Background

Genome-wide association studies effectively identify new common loci and pathways, but a large amount of estimated heritability is still unexplained [1]. It is conceivable that the effects of rare variants explain some proportion of this missing heritability [24], because rare variants more likely reflect causative variants than common variants do. Conventional genome-wide association studies, however, are not designed to capture rare variants. The most common approach of studies aiming to identify rare variants is based on the assumption that rare variants with large effects are enriched in the extremes of the phenotype distribution [3, 5].

If resources are limited, sequencing the extreme tails of a phenotype distribution in the search for rare variants has been successful, for example, in studies on candidate genes for lipoprotein metabolism [57] or type 1 diabetes [8]. Is it a failure to neglect the “uninformative middle” of the distribution if there is no monetary pressure to do so? When applying this extreme trait approach to a continuous phenotype, much of the overall distribution of the phenotype is neglected and some rare genetic variants with just moderate effects may be missed. In contrast to this assumption, the extreme phenotype approach has been more successful than linear regression on all values in a recent study on free fatty acids [9]. In this study, a linear regression on the complete phenotype distribution was used and methods designed for rare variants in a case-control design [10] by focusing on the extremes of the phenotype. An excess of rare variants in the upper tail of the distribution is shown by the case-control design.

In light of these recent findings and the expected role of rare variants, is linear regression still the gold standard? It might be conceivable that an excess of rare variants in the extremes would be better detected by choosing good discriminative cut points for the extreme values using appropriate statistical methods. On the other hand, a lot of information might be lost, leading to diminished power. Is this power loss merely due to a smaller sample size?

With these considerations in mind, my aim in this analysis of the Genetic Analysis Workshop 17 (GAW17) data set is to detect genes with rare variants that are associated with quantitative traits using two general approaches: analyzing the association with the complete distribution of values by means of linear regression and performing statistical tests based on the tails of the distribution.

## RECORD EXCERPTS
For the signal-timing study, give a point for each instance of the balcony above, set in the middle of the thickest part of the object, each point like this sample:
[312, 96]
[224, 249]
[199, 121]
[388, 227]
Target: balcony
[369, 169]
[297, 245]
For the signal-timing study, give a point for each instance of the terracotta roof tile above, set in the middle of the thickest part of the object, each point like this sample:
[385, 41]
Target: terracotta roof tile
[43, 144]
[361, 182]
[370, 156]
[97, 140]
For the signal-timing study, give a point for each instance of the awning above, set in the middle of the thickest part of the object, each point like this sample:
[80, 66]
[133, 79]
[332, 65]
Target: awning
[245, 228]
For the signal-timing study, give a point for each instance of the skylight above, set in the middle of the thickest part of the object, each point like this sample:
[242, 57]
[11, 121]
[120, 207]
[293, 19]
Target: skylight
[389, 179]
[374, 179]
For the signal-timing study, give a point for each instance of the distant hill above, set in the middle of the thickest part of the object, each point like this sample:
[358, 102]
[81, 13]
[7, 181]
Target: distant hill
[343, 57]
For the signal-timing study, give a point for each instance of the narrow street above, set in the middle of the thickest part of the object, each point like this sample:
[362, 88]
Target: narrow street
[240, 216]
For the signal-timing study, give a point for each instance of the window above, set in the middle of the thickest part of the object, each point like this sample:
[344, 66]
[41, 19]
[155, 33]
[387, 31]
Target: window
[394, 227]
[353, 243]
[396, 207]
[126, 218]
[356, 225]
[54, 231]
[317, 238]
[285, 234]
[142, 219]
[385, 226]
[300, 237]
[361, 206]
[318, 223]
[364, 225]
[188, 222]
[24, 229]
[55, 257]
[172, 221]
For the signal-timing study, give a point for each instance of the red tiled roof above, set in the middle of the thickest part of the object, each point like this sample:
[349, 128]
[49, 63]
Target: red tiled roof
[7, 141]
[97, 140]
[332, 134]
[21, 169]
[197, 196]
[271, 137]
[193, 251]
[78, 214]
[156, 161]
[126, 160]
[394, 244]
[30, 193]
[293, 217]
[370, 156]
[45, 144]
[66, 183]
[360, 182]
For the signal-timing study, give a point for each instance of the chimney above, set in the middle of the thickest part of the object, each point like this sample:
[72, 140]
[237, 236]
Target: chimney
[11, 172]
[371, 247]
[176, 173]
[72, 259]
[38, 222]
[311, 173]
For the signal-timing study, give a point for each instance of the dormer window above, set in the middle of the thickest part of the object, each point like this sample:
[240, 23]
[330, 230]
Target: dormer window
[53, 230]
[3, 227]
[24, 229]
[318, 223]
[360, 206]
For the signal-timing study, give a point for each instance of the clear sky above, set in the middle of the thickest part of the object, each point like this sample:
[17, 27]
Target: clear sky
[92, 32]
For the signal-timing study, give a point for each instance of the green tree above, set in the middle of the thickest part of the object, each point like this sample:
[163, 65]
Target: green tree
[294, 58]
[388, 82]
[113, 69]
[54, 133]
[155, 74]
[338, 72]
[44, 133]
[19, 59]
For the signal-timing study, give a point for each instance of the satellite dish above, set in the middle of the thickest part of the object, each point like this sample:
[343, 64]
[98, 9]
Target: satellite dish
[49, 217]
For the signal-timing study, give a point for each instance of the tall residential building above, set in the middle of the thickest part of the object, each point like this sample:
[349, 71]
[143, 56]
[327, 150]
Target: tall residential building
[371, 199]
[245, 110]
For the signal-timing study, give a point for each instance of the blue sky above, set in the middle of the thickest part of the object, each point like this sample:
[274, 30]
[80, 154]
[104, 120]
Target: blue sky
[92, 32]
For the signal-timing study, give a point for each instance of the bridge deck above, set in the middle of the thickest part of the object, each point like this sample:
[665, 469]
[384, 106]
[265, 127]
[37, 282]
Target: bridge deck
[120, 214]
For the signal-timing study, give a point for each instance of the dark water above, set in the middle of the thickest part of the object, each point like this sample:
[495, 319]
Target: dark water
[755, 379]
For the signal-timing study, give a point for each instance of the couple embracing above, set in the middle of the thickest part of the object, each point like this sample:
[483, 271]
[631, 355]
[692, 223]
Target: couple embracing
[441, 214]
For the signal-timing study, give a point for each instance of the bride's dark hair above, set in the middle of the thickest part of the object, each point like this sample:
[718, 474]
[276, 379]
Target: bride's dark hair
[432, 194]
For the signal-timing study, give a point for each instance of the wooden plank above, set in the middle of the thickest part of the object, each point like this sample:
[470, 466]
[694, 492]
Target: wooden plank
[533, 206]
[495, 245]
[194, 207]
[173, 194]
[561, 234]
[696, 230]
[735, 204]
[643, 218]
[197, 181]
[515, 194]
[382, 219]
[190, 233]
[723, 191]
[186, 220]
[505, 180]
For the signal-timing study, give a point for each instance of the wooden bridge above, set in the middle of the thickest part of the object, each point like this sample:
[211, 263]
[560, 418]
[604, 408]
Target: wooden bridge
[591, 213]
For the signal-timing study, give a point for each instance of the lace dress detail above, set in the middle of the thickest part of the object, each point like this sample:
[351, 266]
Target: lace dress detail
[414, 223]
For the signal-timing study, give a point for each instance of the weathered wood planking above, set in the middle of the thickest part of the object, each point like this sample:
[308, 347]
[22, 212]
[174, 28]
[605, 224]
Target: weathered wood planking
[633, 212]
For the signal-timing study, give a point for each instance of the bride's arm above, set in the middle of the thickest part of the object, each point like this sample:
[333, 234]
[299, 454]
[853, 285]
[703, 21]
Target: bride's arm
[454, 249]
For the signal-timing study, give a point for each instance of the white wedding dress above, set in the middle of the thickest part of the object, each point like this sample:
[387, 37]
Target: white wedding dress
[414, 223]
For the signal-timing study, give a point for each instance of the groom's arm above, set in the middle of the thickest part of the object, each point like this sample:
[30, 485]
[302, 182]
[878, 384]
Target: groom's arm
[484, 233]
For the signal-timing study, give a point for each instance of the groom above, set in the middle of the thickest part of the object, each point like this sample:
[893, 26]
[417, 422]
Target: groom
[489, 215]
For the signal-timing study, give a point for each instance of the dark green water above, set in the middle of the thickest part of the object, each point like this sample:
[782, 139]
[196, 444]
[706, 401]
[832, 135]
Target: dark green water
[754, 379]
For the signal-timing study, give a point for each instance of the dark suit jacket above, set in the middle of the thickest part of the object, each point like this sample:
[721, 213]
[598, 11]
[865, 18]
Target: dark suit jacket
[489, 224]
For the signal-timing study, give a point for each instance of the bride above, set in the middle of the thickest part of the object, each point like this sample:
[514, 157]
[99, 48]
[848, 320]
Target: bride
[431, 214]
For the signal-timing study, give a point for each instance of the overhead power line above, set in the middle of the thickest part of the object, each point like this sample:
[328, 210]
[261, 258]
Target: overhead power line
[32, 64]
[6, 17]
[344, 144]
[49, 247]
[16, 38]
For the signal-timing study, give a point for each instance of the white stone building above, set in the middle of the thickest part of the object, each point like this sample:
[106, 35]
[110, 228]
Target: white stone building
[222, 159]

## QUESTIONS TO ANSWER
a - According to the Background text, the extreme phenotype approach outperformed linear regression on all values in a recent study on what subject?
b - Reproduce word for word the passage of the Background text that opens with the words containing "With these considerations" and closes with "of the distribution.".

## ANSWERS TO THE TASKS
a - Free fatty acids.

b -
With these considerations in mind, my aim in this analysis of the Genetic Analysis Workshop 17 (GAW17) data set is to detect genes with rare variants that are associated with quantitative traits using two general approaches: analyzing the association with the complete distribution of values by means of linear regression and performing statistical tests based on the tails of the distribution.